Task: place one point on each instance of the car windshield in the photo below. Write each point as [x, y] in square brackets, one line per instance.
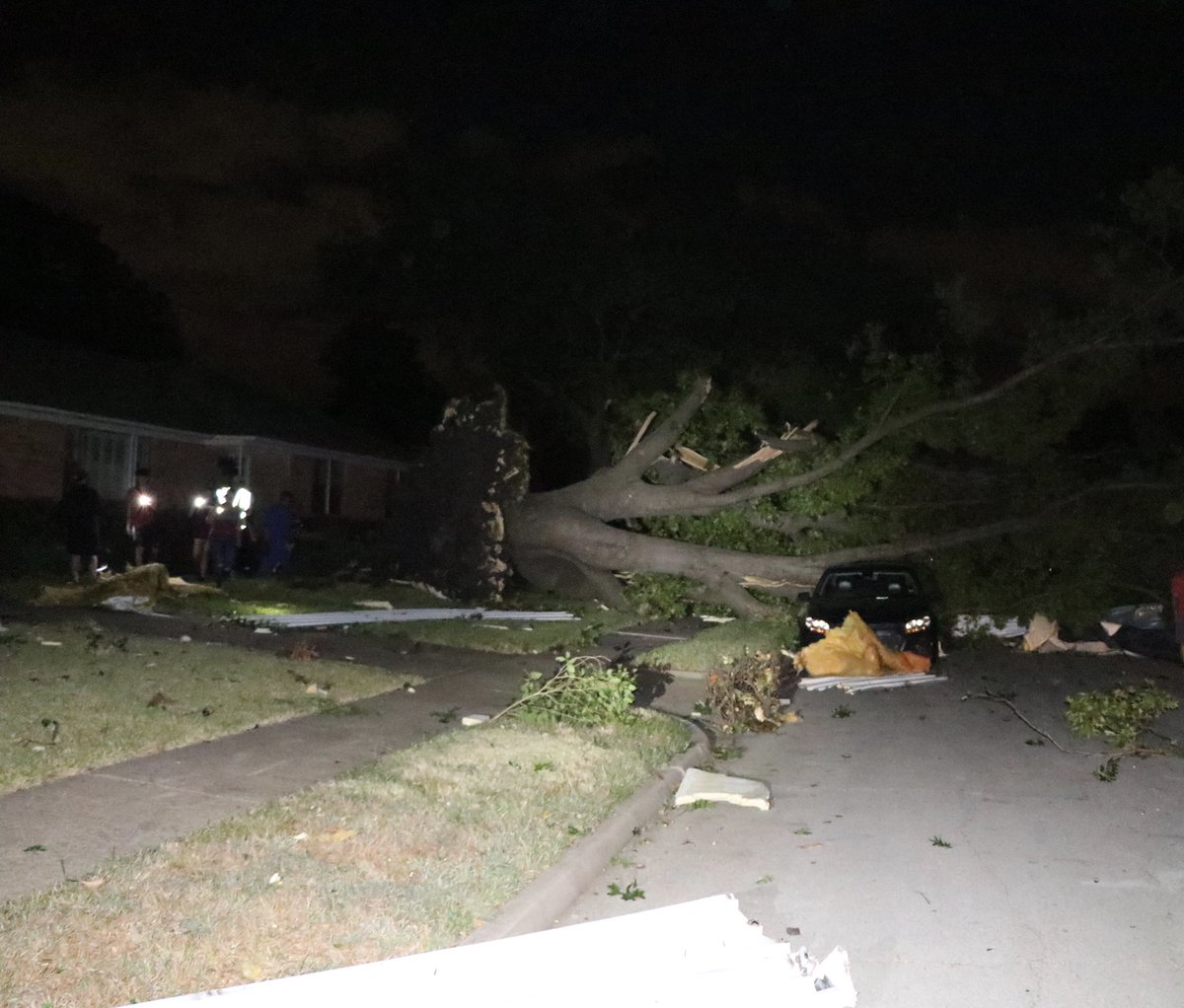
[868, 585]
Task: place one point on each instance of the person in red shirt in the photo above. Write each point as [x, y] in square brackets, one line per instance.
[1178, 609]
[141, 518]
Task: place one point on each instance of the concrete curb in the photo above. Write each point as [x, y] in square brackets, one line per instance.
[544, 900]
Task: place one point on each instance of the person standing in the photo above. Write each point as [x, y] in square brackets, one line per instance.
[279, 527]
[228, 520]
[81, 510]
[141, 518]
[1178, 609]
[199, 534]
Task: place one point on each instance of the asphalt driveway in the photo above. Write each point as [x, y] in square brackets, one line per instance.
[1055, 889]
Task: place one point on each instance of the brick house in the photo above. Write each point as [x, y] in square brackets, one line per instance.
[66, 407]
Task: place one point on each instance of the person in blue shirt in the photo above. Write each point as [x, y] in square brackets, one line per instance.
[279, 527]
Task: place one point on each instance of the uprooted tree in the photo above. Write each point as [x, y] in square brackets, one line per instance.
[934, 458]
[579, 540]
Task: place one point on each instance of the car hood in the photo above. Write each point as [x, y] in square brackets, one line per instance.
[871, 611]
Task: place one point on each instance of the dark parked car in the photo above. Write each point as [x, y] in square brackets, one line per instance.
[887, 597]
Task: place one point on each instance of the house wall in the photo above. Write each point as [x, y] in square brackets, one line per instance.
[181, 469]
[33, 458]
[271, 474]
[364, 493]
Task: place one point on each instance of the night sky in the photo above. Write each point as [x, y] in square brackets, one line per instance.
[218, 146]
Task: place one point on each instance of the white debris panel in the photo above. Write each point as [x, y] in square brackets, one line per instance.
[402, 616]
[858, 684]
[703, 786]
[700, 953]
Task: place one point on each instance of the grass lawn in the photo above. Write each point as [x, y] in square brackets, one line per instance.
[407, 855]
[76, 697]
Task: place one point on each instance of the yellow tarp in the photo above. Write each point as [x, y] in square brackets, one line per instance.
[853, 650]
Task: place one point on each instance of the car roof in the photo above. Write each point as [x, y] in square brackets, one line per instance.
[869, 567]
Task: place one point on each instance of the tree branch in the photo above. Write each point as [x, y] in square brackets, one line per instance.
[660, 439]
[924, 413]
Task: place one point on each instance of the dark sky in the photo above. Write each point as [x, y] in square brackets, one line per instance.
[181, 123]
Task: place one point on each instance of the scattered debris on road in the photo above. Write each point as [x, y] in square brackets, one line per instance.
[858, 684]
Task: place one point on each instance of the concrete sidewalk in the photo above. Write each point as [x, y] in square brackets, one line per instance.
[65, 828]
+++++
REQUIRED WORK >>
What you output must match the data exactly, apart from the pictures, which are left out.

FINAL ANSWER >>
Task: place one point on each instance of the car windshield in the photo below. Write each point as [x, y] in square brackets, one line per instance.
[868, 585]
Task: place one point on each instance of the person in red shirt in the photo above. Write each point as [x, y] in square brackets, one line per instance.
[1178, 609]
[141, 518]
Task: place one point on each instance of the concrete curb in the photo above. Write each point as [x, y] in square brackets, one line per instance.
[544, 900]
Task: place one point on each instance of the person standing in the photo above. Write each point as [x, y] in square brackets, one line per instance.
[279, 527]
[228, 520]
[81, 510]
[141, 518]
[1178, 609]
[199, 534]
Task: place one point on each instance of the asphalt driveway in the photo above. Write each point as [x, y] in square brackets, one line per instance.
[1055, 889]
Task: place one point on each instance of the brick house in the photo above. Write each point as [x, y] in square brackets, one line per instance.
[66, 407]
Task: place one point on each instance of the person in blue shirt in the photo above. Write each point as [x, y] in square brackets, one line per instance.
[279, 527]
Task: place one point on each instance of the uprooted tree in the photo above. Write each point as [x, y] in square brackets, one line per instance.
[934, 458]
[579, 540]
Task: place one point on each instance of the car hood in the photo above. Write each point as [x, y] in square brackets, one line per instance.
[871, 611]
Task: place one point on each instance of the dark parked car in the photo above. Write each point as [x, y] in square brackets, one line per instance.
[887, 597]
Task: place one point on each instance of the house wall in the photo above. Write each point as [x, y] in square brackets, one line per instance.
[181, 469]
[33, 458]
[271, 474]
[364, 493]
Task: place one point on each instance of the night sky in the photo above. Write each point as [x, y] in square brackets, one line per instance.
[218, 146]
Task: place one point on each instance of the white debris panel in the photo above. Write each point as [x, y] in square brackets, one line per instance.
[402, 616]
[858, 684]
[703, 786]
[700, 953]
Task: place one point on each instance of the grass lawn in the photo above. Write each point as [x, y] in square brackets, one line per instance.
[407, 855]
[76, 697]
Task: place one point on each instance of the yellow tarp in the photo above. Write each point as [x, y] in square brackets, one line per instance.
[853, 650]
Task: place one point on each instance of the car roof in the photo above. Write each point as [x, y] in square brackets, one line per instance.
[869, 567]
Task: place one point on each instance of the tree branch in the photo above. Write each point as [x, y] in square brackets, one line per instance.
[660, 439]
[924, 413]
Task: place one point on each instance of the dark sky in the photo above. Write each point as [x, y] in square brackets, one line per instance.
[181, 123]
Task: place one point on each instance of the scattered debris on road in the photo above. Write each point as [x, y] in square brackets, one line per instance.
[858, 684]
Task: place one point on each instance of the concrete sidewalk in the photo above. Write each point as [x, y] in square brackets, one line per instance.
[65, 828]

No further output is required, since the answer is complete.